**Directions for this task:** Restate the entries below word for word, omitting nothing.
******************************
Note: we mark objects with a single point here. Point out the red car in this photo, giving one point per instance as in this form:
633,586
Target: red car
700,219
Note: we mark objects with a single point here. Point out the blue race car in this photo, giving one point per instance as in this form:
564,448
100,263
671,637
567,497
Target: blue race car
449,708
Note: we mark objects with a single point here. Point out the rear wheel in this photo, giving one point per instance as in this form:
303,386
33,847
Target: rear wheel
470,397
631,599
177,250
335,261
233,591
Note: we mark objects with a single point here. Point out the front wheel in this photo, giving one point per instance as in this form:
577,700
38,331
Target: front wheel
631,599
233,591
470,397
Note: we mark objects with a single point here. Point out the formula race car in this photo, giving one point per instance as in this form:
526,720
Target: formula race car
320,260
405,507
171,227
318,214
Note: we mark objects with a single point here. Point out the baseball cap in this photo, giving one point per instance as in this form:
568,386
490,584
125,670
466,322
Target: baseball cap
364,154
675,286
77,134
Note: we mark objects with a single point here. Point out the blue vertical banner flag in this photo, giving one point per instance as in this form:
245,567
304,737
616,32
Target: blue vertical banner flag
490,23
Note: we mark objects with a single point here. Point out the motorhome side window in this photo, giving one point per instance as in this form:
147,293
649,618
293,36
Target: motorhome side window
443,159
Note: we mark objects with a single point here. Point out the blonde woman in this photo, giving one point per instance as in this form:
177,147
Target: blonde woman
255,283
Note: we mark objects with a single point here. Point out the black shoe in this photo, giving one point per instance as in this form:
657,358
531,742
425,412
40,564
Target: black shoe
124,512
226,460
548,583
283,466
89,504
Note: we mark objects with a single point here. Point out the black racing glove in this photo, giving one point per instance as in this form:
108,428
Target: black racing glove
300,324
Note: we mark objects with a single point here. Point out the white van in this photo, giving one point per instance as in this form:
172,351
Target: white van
******************************
**Final result:**
Note: we mark objects with a single point here. Point out the red car in this photo, giving one point per instance as in this form:
633,586
Target: red car
700,219
Note: we mark objects with a single point here. Point out the blue race car in this photo, giving one point per instance as in this form:
564,448
100,263
671,637
567,497
Target: blue race car
449,708
Note: we mark objects with a single point here. Point out the rear wheel in this photo, giving one point per instance as in this form:
303,386
33,847
Target: rear wheel
470,397
631,599
177,250
335,261
233,591
Note: we mark objects with a single point here. Point out the front wheel in this photo, giving one point per instance as in this form:
577,700
38,331
Target: front wheel
631,599
233,591
470,397
Note: we mark objects with a single point here. Point out the formula race car in this photo, giving one point per instance as in this form:
526,720
Target: formula race car
320,260
405,507
171,227
318,214
Note: we mark objects with a single point here. Point out the baseball cap in this photo, giving one point per instance as in this form:
568,386
490,584
125,670
466,322
Target: baseball cap
364,154
675,286
77,134
Note: we mark objects with a single point here. Point out the blue vertical banner flag in this photo, giving one point per instance as in this form:
245,567
304,737
616,32
Target: blue vertical banner flag
490,23
Note: we mark objects with a single point here. Point out the motorhome side window in this photo, giving one point per instance as in this form:
147,293
649,618
293,36
Target: motorhome side window
443,159
Note: we mark objects with a single point here. Point out the blonde woman in this photo, giving one point per instance as in this form:
177,147
Target: blonde woman
255,283
Note: we mark objects with a single point here. Point out the black shoe in this photo, giving one point per instance as in this form:
657,358
531,742
425,412
40,564
Target: black shoe
124,512
226,460
548,583
283,466
89,504
Note: we mark objects with a single point here. Point out the black racing glove in this photo, giving one point per instance as in this form:
108,428
Target: black racing glove
300,324
Note: we mark objects with a single point here. Point out the white van in this photo, giving one point per instance as in this form:
172,351
Target: white van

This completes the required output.